Available data:
_ _ _

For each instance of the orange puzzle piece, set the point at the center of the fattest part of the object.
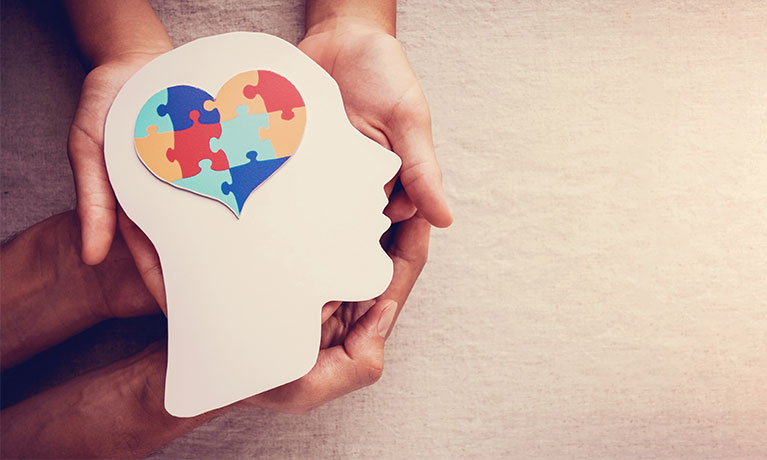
(285, 135)
(152, 150)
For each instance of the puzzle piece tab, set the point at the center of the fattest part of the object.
(277, 92)
(285, 135)
(208, 182)
(148, 116)
(182, 100)
(240, 136)
(153, 149)
(193, 145)
(247, 177)
(231, 96)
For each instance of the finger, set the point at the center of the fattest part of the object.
(411, 138)
(408, 248)
(328, 309)
(95, 200)
(146, 258)
(339, 370)
(400, 206)
(95, 203)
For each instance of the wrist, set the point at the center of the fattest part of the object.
(133, 54)
(345, 24)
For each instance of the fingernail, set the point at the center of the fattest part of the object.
(387, 316)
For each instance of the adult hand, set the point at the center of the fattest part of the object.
(384, 101)
(353, 333)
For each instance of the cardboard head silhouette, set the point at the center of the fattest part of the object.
(248, 261)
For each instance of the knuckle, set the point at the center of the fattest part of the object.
(372, 372)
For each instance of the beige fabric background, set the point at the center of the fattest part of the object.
(602, 292)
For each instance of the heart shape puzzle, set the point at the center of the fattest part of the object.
(222, 147)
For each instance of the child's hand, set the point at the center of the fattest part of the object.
(96, 204)
(384, 101)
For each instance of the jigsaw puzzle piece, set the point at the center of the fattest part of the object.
(182, 100)
(193, 145)
(148, 116)
(153, 149)
(285, 135)
(231, 96)
(239, 136)
(277, 92)
(208, 182)
(247, 177)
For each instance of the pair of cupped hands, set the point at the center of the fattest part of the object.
(384, 101)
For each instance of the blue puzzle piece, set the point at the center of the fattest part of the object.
(240, 135)
(148, 116)
(208, 182)
(182, 99)
(247, 177)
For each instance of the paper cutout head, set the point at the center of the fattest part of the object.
(222, 148)
(245, 294)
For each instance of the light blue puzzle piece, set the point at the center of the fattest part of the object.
(208, 182)
(148, 116)
(241, 135)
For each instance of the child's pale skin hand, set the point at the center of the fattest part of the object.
(384, 101)
(96, 203)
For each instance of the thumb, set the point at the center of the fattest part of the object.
(365, 342)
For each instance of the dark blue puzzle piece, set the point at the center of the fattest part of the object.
(182, 99)
(245, 178)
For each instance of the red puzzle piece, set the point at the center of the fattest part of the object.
(277, 92)
(193, 144)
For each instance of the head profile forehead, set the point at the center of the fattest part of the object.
(300, 229)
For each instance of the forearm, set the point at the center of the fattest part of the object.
(107, 29)
(49, 294)
(113, 412)
(322, 14)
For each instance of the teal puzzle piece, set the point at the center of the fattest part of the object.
(240, 135)
(208, 182)
(148, 116)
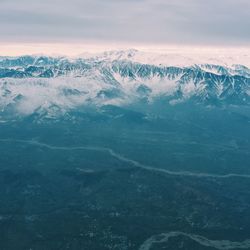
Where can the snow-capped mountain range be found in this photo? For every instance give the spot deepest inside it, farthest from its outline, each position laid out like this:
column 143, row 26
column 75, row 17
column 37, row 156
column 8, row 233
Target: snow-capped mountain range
column 31, row 84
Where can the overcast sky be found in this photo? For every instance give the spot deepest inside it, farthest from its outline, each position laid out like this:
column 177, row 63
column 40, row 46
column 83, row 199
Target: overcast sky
column 158, row 22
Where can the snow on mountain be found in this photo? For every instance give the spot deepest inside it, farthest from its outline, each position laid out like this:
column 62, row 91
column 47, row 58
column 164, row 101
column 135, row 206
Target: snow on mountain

_ _ _

Brief:
Output a faithful copy of the data, with each picture left out.

Written response:
For each instance of the orange puzzle piece, set the point at the center of the fattest part of the object.
(285, 135)
(152, 150)
For each instance of the puzzle piece tab, set the point at the center of the fattest part of the object.
(277, 92)
(285, 135)
(208, 182)
(148, 116)
(182, 100)
(240, 136)
(153, 149)
(193, 145)
(247, 177)
(231, 96)
For each instance of the finger, set the point at the center of the fattest part of the object.
(411, 138)
(408, 248)
(328, 309)
(95, 200)
(146, 258)
(339, 370)
(400, 206)
(95, 203)
For each instance of the wrist, set the point at the center of the fattest part of the object.
(133, 54)
(345, 24)
For each instance of the fingernail, set the point at the center of the fattest part of the object.
(387, 316)
For each instance of the adult hand, set the point at the center of the fattest part of the object.
(384, 101)
(353, 333)
For each instance of the cardboard head silhouette, set the point at the center of the fattest part of the object.
(248, 261)
For each instance of the knuckle, set the point at the center of the fattest part of the object.
(372, 372)
For each instance of the beige fabric background, set the point at the center of the fattest part of the object.
(602, 292)
For each instance of the heart shape puzzle, set the point at the center of the fattest part of the object.
(222, 147)
For each instance of the child's hand, set the point at the center of the fattest part of the object.
(96, 204)
(384, 101)
For each instance of the jigsaw puzzle piece, set the point at the center of the fattest part of the object.
(182, 100)
(193, 145)
(148, 116)
(153, 149)
(285, 135)
(231, 96)
(239, 136)
(277, 92)
(208, 182)
(247, 177)
For each instance of the pair of cupped hands, set the point at the center of the fattest part of the object.
(384, 101)
For each instance of the blue puzzle piece, set the point at the center of the fattest part of the object.
(240, 135)
(148, 116)
(208, 182)
(182, 99)
(247, 177)
For each instance of the paper cutout head, set the point at the center of the fattest part of the object.
(222, 148)
(245, 294)
For each instance of the light blue puzzle piece, set the point at the center of the fattest part of the object.
(208, 182)
(148, 116)
(241, 135)
For each instance of the child's pale skin hand, set the point at the center of the fattest part of the object.
(384, 101)
(96, 203)
For each instance of the thumb, set the point at the center of the fattest part of the object.
(365, 342)
For each instance of the dark blue puzzle piece, set the point at the center of the fattest part of the object.
(182, 99)
(245, 178)
For each instance of the red puzzle piece, set the point at the center of the fattest part of the object.
(277, 92)
(193, 144)
For each instance of the head profile forehead, set the point at the center of the fattest part of the object.
(300, 229)
For each instance of the forearm, set the point at the center of the fattest part of the object.
(107, 29)
(49, 294)
(113, 412)
(322, 14)
For each instance of the teal puzzle piece, set the point at the center of the fattest part of the object.
(240, 135)
(208, 182)
(148, 116)
Where can the snow-capped mountain range be found in this photo? For every instance give the spot deepest inside it, farthest from its outline, each position laid out like this:
column 143, row 26
column 75, row 17
column 37, row 156
column 8, row 233
Target: snow-capped mountain range
column 31, row 84
Where can the overcast sky be found in this photo? For every instance give the spot deepest inside it, farthest from its outline, each position laid out like this:
column 177, row 63
column 40, row 46
column 83, row 199
Target: overcast sky
column 158, row 22
Where can the snow on mountain be found in this photo? For every instance give the spot deepest inside it, farthest from its outline, each position laid out like this:
column 62, row 91
column 47, row 58
column 164, row 101
column 135, row 206
Target: snow on mountain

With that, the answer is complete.